#### [RECORDS SHOWN]
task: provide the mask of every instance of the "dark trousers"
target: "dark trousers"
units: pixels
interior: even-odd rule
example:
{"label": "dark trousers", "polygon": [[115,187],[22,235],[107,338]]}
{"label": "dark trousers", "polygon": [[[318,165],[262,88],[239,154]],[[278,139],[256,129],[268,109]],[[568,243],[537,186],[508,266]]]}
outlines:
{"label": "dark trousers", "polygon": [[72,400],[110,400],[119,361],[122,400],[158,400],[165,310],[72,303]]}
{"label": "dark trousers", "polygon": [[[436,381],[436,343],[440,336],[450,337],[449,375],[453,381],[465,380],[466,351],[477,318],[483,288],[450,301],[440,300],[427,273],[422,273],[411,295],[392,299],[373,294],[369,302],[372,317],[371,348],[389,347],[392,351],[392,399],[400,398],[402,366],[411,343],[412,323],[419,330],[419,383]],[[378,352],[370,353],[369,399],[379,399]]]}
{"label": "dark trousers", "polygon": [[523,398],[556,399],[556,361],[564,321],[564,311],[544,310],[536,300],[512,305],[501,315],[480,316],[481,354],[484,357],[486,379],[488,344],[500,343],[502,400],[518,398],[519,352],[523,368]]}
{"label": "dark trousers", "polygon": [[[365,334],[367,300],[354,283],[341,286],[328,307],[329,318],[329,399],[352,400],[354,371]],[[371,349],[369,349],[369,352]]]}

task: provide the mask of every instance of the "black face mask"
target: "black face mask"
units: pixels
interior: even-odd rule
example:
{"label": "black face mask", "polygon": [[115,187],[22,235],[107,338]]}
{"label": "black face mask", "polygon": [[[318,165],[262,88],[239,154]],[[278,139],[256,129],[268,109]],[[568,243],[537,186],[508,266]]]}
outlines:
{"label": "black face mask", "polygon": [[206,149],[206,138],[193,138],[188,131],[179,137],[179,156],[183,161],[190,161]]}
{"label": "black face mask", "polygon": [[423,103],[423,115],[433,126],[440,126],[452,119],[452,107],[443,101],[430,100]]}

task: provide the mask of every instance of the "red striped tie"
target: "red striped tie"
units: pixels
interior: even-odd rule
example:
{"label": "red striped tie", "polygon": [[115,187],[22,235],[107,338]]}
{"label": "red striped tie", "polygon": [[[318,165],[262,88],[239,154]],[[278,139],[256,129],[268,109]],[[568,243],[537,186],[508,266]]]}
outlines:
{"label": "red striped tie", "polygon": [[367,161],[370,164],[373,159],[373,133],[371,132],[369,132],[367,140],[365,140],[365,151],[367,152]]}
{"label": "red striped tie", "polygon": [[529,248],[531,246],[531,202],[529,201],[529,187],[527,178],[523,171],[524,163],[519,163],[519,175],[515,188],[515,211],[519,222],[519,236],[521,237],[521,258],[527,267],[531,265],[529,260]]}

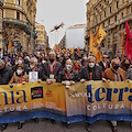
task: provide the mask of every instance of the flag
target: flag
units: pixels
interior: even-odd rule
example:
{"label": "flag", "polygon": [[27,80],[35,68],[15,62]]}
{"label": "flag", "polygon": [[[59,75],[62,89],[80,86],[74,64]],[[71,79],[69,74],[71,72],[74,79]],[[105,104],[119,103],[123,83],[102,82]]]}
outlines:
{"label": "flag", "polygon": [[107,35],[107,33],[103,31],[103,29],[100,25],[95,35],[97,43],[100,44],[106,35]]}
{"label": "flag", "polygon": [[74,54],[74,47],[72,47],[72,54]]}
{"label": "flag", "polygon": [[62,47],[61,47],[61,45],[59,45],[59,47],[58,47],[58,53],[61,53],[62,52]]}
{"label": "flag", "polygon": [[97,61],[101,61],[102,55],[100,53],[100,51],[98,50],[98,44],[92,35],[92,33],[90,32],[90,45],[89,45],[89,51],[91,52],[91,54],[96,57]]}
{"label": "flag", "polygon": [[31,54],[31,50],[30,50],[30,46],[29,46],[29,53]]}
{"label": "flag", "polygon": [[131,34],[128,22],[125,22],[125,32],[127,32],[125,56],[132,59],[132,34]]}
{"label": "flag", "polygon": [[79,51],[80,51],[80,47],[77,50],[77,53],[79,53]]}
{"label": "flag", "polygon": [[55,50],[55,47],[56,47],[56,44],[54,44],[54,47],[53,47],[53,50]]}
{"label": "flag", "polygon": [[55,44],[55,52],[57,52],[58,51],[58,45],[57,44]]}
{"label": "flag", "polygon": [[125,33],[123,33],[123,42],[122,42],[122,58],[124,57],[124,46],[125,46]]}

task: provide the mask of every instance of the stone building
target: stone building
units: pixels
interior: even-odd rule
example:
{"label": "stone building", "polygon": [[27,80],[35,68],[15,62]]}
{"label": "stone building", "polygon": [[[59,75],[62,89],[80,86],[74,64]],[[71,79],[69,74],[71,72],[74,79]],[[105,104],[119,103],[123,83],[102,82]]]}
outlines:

#### [INSTRUCTIONS TO FOLLOW]
Exclude the pictures and repeat every other part of the records word for word.

#### [RIGHT ANSWER]
task: provide the mask of every instance of the "dark trousers"
target: "dark trousers"
units: pixels
interior: even-odd rule
example:
{"label": "dark trousers", "polygon": [[115,187],[22,235],[107,338]]}
{"label": "dark trousers", "polygon": [[[318,165],[262,88],[239,154]],[[278,139],[256,129],[268,109]],[[568,243],[537,186],[508,266]]]}
outlines:
{"label": "dark trousers", "polygon": [[72,400],[110,400],[119,361],[122,400],[158,400],[165,310],[72,303]]}
{"label": "dark trousers", "polygon": [[[436,381],[436,343],[440,336],[450,337],[449,375],[453,381],[465,380],[466,351],[477,318],[483,288],[450,301],[440,300],[427,273],[422,273],[411,295],[392,299],[373,294],[369,302],[372,317],[371,348],[389,347],[392,351],[392,399],[400,398],[402,366],[411,343],[412,323],[419,330],[419,383]],[[378,352],[370,353],[369,399],[379,399]]]}
{"label": "dark trousers", "polygon": [[523,398],[556,399],[556,361],[564,321],[564,311],[544,310],[536,300],[512,305],[501,315],[480,316],[481,354],[484,357],[486,379],[488,344],[500,343],[502,400],[518,398],[519,352],[523,368]]}
{"label": "dark trousers", "polygon": [[[365,334],[367,300],[354,283],[341,286],[328,307],[329,318],[329,399],[352,400],[354,371]],[[371,349],[369,349],[369,352]]]}

task: provide the mask of every instance of the "black face mask"
target: "black face mask"
units: pixels
interior: even-odd rule
example:
{"label": "black face mask", "polygon": [[115,187],[22,235],[107,338]]}
{"label": "black face mask", "polygon": [[[318,165],[262,88],[239,154]],[[278,139],[256,129],[268,109]],[[568,243],[537,186],[508,266]]]}
outlines:
{"label": "black face mask", "polygon": [[206,149],[206,138],[193,138],[188,131],[179,137],[179,156],[183,161],[190,161]]}
{"label": "black face mask", "polygon": [[423,103],[423,115],[433,126],[440,126],[452,119],[452,107],[443,101],[430,100]]}

task: provide the mask of every instance of the "red striped tie"
target: "red striped tie"
units: pixels
interior: even-odd rule
example:
{"label": "red striped tie", "polygon": [[115,187],[22,235],[107,338]]}
{"label": "red striped tie", "polygon": [[[318,165],[262,88],[239,154]],[[278,139],[256,129],[268,109]],[[568,243],[537,186],[508,266]]]}
outlines:
{"label": "red striped tie", "polygon": [[367,161],[370,164],[373,159],[373,133],[371,132],[369,132],[367,140],[365,140],[365,151],[367,152]]}
{"label": "red striped tie", "polygon": [[529,248],[531,246],[531,202],[529,201],[529,187],[527,178],[523,171],[524,163],[519,163],[519,175],[515,188],[515,211],[519,222],[519,236],[521,237],[521,258],[527,267],[531,265],[529,260]]}

task: provide the mask of every instance of the flag
target: flag
units: pixels
interior: even-odd rule
example:
{"label": "flag", "polygon": [[27,80],[35,68],[15,62]]}
{"label": "flag", "polygon": [[[59,75],[62,89],[80,86],[74,64]],[[71,79],[69,74],[71,72],[74,79]],[[105,104],[119,103],[123,83],[102,82]]]}
outlines:
{"label": "flag", "polygon": [[107,35],[107,33],[103,31],[103,29],[100,25],[95,35],[97,43],[100,44],[106,35]]}
{"label": "flag", "polygon": [[74,54],[74,47],[72,47],[72,54]]}
{"label": "flag", "polygon": [[62,47],[61,47],[61,45],[59,45],[59,47],[58,47],[58,53],[61,53],[62,52]]}
{"label": "flag", "polygon": [[97,61],[101,61],[102,55],[100,53],[100,51],[98,50],[98,44],[92,35],[92,33],[90,32],[90,45],[89,45],[89,51],[91,52],[91,54],[96,57]]}
{"label": "flag", "polygon": [[31,54],[31,50],[30,50],[30,46],[29,46],[29,53]]}
{"label": "flag", "polygon": [[131,34],[128,22],[125,22],[125,32],[127,32],[125,56],[132,59],[132,34]]}
{"label": "flag", "polygon": [[79,51],[80,51],[80,47],[77,50],[77,53],[79,53]]}
{"label": "flag", "polygon": [[55,50],[55,47],[56,47],[56,44],[54,44],[54,47],[53,47],[53,50]]}
{"label": "flag", "polygon": [[55,44],[55,52],[57,52],[58,51],[58,45],[57,44]]}
{"label": "flag", "polygon": [[125,33],[123,33],[123,42],[122,42],[122,58],[124,57],[124,46],[125,46]]}

task: provide the mask of every instance of the stone building
target: stone building
units: pixels
interior: even-odd rule
example:
{"label": "stone building", "polygon": [[27,80],[35,68],[15,62]]}
{"label": "stone building", "polygon": [[[59,75],[62,89],[80,86],[74,64]],[[71,79],[69,74],[71,72],[74,79]],[[105,104],[119,103],[123,83],[102,82]]]}
outlines:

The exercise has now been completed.